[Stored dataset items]
=-=-=

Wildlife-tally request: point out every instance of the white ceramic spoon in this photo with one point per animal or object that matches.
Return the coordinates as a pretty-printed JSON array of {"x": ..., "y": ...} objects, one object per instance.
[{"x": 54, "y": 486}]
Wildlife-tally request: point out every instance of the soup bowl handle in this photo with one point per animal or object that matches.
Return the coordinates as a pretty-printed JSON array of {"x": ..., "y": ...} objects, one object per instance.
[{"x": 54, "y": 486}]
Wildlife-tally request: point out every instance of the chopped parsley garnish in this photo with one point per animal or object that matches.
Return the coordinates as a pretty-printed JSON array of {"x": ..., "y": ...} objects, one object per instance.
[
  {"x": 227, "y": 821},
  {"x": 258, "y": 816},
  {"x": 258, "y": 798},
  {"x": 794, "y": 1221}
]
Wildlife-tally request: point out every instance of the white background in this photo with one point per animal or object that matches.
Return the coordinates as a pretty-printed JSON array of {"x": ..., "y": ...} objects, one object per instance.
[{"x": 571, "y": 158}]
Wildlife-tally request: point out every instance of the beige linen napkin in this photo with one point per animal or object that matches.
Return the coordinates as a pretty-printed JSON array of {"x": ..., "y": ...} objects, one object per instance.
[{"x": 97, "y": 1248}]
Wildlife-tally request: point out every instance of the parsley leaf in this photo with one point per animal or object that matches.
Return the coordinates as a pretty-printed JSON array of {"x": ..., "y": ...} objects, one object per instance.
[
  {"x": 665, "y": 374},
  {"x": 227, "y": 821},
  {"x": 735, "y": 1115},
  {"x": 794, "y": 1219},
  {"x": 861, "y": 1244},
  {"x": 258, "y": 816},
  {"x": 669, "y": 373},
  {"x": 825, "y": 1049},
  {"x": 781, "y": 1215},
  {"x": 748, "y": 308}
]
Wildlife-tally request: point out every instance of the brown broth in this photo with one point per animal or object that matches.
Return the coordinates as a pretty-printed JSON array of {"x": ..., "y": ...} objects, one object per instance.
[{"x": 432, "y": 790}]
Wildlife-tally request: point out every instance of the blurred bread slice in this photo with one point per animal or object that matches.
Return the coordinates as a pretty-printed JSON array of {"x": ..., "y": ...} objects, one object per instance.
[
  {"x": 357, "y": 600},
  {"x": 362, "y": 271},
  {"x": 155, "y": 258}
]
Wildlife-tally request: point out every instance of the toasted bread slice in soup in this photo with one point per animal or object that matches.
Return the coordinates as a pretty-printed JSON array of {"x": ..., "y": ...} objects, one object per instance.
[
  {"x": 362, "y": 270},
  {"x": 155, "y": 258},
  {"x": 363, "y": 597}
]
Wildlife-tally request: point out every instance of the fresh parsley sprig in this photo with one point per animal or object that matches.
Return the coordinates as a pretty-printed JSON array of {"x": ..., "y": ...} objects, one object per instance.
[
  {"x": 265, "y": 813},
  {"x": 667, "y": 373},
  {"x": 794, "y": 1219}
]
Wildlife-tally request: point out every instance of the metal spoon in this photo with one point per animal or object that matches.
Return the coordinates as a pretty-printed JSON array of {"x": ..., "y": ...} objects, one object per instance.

=-=-=

EXERCISE OBJECTIVE:
Repeat the entries shown above, every one, word for word.

EXERCISE RESPONSE:
Wildlife-tally request: point out every instance of the white ceramic spoon in this photo with one point per animal or object that matches.
Return the coordinates as a pretty-printed JSON array of {"x": ..., "y": ...} objects, one object per instance.
[{"x": 54, "y": 486}]
Wildlife-tally request: point out every instance of the soup bowl handle in this photo with one point per animal or object that matches.
Return the coordinates as a pretty-printed JSON array of {"x": ..., "y": ...} objects, one object per instance.
[{"x": 54, "y": 486}]
Wildlife-tally request: point out every instance of the chopped parsley garnish in this photo with one point per animal or object that matches.
Return the coordinates as a pretty-printed JSON array of {"x": ..., "y": ...} objects, one object per instance.
[
  {"x": 227, "y": 821},
  {"x": 258, "y": 816},
  {"x": 258, "y": 798},
  {"x": 794, "y": 1221}
]
Wildlife-tally request: point out every instance of the white background in this photo with one point per animal or object that matches.
Return the coordinates as a pretty-printed JSON array of {"x": ..., "y": ...} objects, one object per instance.
[{"x": 571, "y": 158}]
Wildlife-tally request: point out every instance of the beige linen napkin in this photo with one point per animal or object that matches.
Return the coordinates as a pretty-printed JSON array of {"x": ..., "y": ...} objects, one object per instance.
[{"x": 97, "y": 1248}]
Wildlife-tally request: point out every instance of the parsley leaf in this photo with one point per animal or object that matches.
Return the coordinates as a pretty-printed JSON array of {"x": ..., "y": ...} objects, one object per instance.
[
  {"x": 665, "y": 374},
  {"x": 227, "y": 821},
  {"x": 735, "y": 1115},
  {"x": 794, "y": 1219},
  {"x": 861, "y": 1244},
  {"x": 258, "y": 816},
  {"x": 669, "y": 373},
  {"x": 825, "y": 1049},
  {"x": 781, "y": 1215},
  {"x": 748, "y": 308}
]
Wildlife-tally request: point out every instance of the brown broth in this photo with one point per animal or object that matches.
Return the coordinates as a pretty-printed JSON array of {"x": ..., "y": ...} objects, one object per instance.
[{"x": 432, "y": 790}]
Wildlife-tally request: point out every instance of the blurred bread slice in this photo with one point per animal or object that matches.
Return the coordinates as a pretty-printed JSON array of {"x": ..., "y": ...} objects, one object per instance.
[
  {"x": 357, "y": 600},
  {"x": 362, "y": 271},
  {"x": 155, "y": 258}
]
Wildlife-tally request: point out every instance of the toasted bread slice in soup in this photo with one point per animal or object that matches.
Return the coordinates as a pretty-printed JSON array of {"x": ..., "y": ...} objects, one object per instance.
[
  {"x": 362, "y": 270},
  {"x": 155, "y": 258},
  {"x": 363, "y": 597}
]
Wildlife-tally request: point out every instance of the fresh parsley sprig in this photo with one point per animal or object that matches.
Return the coordinates as a pretty-printed JSON array of {"x": ..., "y": ...} objects, one object per instance.
[
  {"x": 265, "y": 813},
  {"x": 667, "y": 373},
  {"x": 794, "y": 1219}
]
Wildlife-tally request: point out every instance of the metal spoon in this photo with one point per animal or object that matches.
Return the coordinates as a pretty-printed JSON array of {"x": ..., "y": ...} objects, one object per instance.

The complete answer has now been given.